Written instruction
Show each line below that contains the word "ceramic", copying every such line in full.

Extracted information
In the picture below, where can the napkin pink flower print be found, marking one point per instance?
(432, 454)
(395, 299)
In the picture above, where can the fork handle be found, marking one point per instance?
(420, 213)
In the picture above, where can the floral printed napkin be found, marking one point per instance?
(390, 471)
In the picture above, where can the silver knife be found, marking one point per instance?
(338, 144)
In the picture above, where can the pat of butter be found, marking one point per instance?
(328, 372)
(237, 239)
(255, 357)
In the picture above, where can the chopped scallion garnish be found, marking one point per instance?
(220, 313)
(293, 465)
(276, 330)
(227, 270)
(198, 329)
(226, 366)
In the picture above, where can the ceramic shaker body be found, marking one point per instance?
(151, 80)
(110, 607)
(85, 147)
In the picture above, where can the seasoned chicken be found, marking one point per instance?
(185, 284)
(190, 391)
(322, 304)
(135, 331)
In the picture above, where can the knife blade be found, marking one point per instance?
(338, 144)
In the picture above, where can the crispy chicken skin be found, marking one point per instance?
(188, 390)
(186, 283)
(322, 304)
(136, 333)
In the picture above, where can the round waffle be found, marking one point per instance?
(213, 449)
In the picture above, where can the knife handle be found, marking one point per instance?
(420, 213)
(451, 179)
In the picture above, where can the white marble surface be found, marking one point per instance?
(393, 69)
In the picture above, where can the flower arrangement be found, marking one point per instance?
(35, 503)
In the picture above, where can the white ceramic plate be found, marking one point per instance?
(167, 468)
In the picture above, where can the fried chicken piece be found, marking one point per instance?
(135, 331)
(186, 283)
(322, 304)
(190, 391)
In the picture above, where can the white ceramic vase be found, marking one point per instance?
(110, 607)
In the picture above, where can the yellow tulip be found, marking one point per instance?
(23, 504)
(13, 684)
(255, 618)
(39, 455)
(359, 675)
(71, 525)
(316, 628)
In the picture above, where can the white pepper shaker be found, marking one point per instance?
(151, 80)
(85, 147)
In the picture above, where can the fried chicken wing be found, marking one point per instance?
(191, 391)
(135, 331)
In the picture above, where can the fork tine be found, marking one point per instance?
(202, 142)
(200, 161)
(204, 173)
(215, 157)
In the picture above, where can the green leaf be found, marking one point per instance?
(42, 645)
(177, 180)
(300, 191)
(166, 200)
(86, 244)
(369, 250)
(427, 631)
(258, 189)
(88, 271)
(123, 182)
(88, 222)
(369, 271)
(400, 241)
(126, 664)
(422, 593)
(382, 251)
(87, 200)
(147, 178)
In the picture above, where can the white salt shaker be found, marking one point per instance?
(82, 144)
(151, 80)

* * *

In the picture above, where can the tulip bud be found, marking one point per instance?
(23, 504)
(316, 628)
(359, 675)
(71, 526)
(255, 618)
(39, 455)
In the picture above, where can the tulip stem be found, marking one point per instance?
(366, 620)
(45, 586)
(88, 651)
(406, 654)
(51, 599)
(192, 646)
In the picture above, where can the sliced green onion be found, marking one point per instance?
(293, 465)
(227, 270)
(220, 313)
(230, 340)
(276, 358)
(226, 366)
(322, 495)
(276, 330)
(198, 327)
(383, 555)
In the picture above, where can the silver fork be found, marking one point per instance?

--

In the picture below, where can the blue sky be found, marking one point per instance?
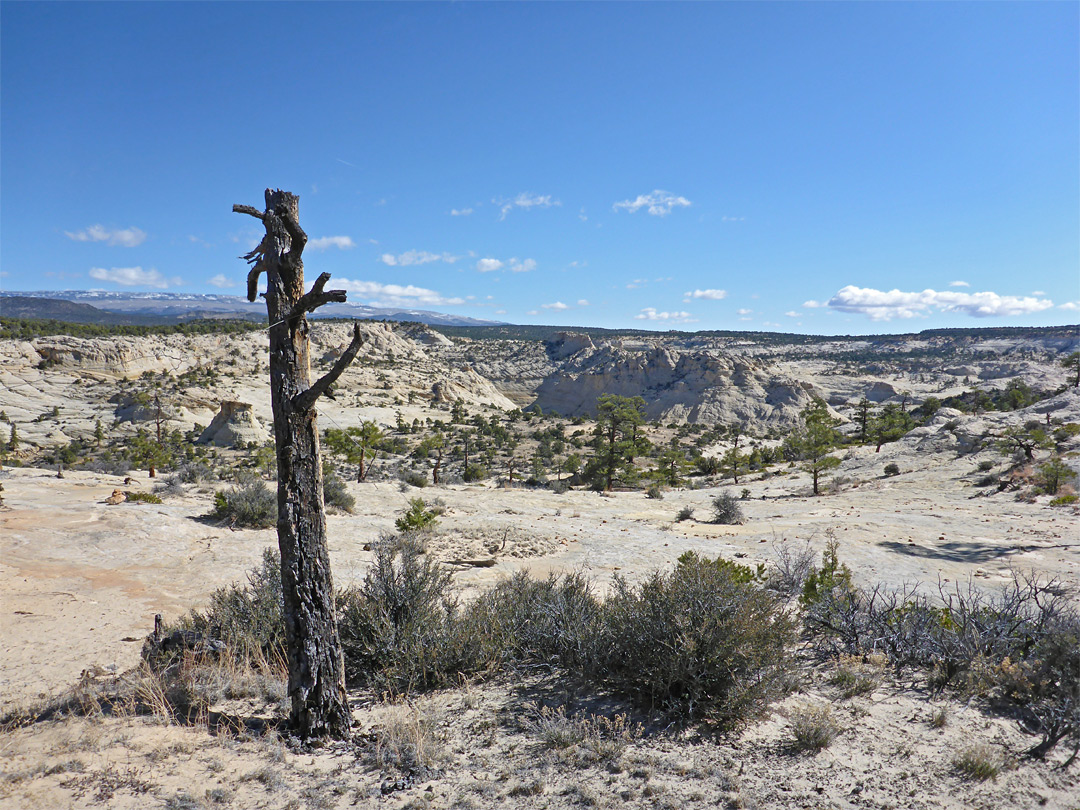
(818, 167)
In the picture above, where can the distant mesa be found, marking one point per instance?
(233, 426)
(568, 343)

Task output
In the picture above, where can the ceramic shaker body be found, marking one point per instance?
In the picture above, where can the white ceramic plate be found, marking one point per instance?
In the picture above, where can the white ceramic vase be found, marking one point per instance?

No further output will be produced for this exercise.